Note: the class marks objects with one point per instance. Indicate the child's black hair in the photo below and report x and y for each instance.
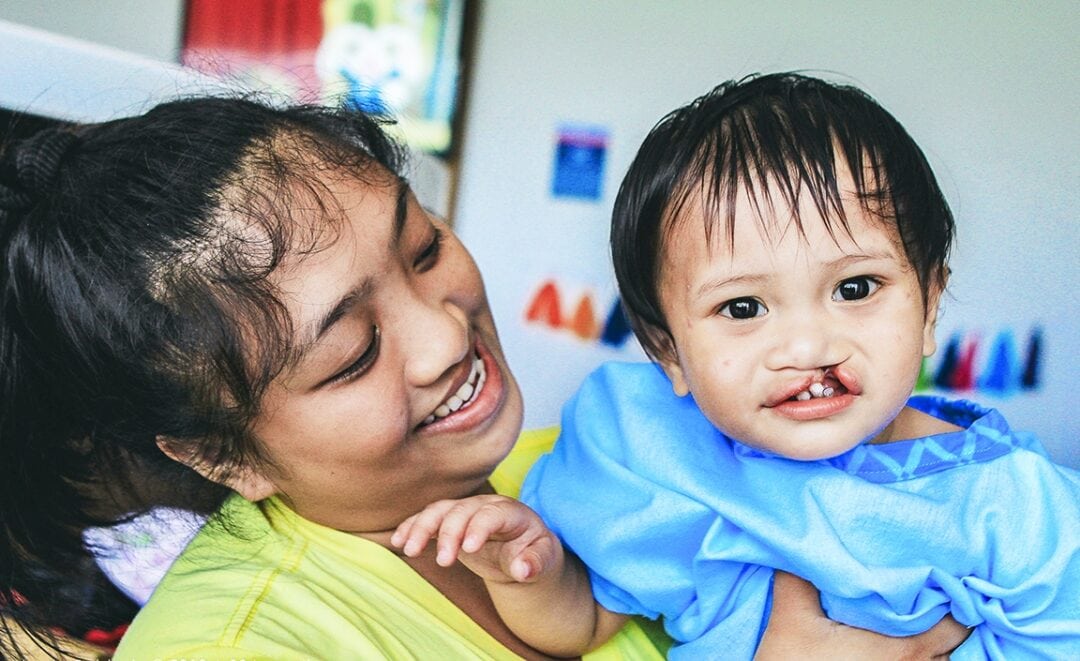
(134, 257)
(784, 132)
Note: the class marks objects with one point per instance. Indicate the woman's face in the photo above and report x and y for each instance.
(402, 394)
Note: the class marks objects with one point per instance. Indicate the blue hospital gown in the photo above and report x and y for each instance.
(676, 520)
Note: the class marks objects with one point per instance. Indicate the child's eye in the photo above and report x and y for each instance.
(854, 288)
(363, 363)
(743, 308)
(429, 256)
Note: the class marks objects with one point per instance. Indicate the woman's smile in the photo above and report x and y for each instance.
(477, 399)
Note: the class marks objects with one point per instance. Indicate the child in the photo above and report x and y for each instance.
(781, 246)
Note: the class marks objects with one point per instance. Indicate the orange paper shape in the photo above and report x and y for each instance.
(583, 322)
(545, 307)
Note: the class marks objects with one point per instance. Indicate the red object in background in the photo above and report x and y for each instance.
(545, 307)
(267, 27)
(108, 639)
(245, 40)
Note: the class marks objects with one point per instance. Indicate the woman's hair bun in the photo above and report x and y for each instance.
(29, 167)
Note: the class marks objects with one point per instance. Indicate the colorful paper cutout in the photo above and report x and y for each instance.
(545, 307)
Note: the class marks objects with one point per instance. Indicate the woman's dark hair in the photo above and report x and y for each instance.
(135, 256)
(784, 132)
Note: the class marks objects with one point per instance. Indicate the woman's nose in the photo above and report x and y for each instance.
(439, 340)
(806, 340)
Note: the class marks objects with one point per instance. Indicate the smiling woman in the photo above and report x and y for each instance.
(242, 310)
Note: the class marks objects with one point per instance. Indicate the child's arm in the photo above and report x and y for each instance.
(542, 593)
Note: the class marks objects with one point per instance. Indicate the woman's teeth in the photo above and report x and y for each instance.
(469, 391)
(815, 390)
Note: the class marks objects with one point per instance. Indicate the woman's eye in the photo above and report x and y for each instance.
(363, 363)
(429, 256)
(743, 308)
(855, 288)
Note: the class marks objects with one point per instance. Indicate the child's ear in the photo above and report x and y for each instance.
(248, 483)
(933, 299)
(674, 372)
(666, 356)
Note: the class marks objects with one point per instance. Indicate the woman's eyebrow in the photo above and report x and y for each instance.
(363, 288)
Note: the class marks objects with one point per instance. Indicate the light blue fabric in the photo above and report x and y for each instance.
(674, 518)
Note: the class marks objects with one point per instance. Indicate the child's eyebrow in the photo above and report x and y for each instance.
(850, 259)
(742, 279)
+++
- Problem
Leave out every line before the one containing "the woman's teeth"; set down that line and all remaining lines of the material exactly.

- The output
Note: the class marks objects with one point per instance. Indicate the woman's teeth in the photo above and report x and y for each instance.
(469, 391)
(815, 390)
Note: the class marks objects with one point per instance. Indicate the woman's eye in the photo above and report x and y for each instance.
(363, 363)
(429, 256)
(743, 308)
(855, 288)
Note: the class marks objects with one point per instance. Indicate the child's ear in the photo above and report x and y for each instance.
(248, 483)
(933, 299)
(674, 372)
(666, 356)
Note: the class marks objects with one point per instance. Indicate the woman's eyebrow in the photo above and report x and y for each instance.
(363, 288)
Note: the class marks objects with one point per instance. Indicate the light blue fabric in the photo above and report x and y for each instance.
(674, 518)
Note: the class marks objects with one point per instance. Indicate the child's eyebrow in the photo above and report x and y for each instance.
(850, 259)
(742, 279)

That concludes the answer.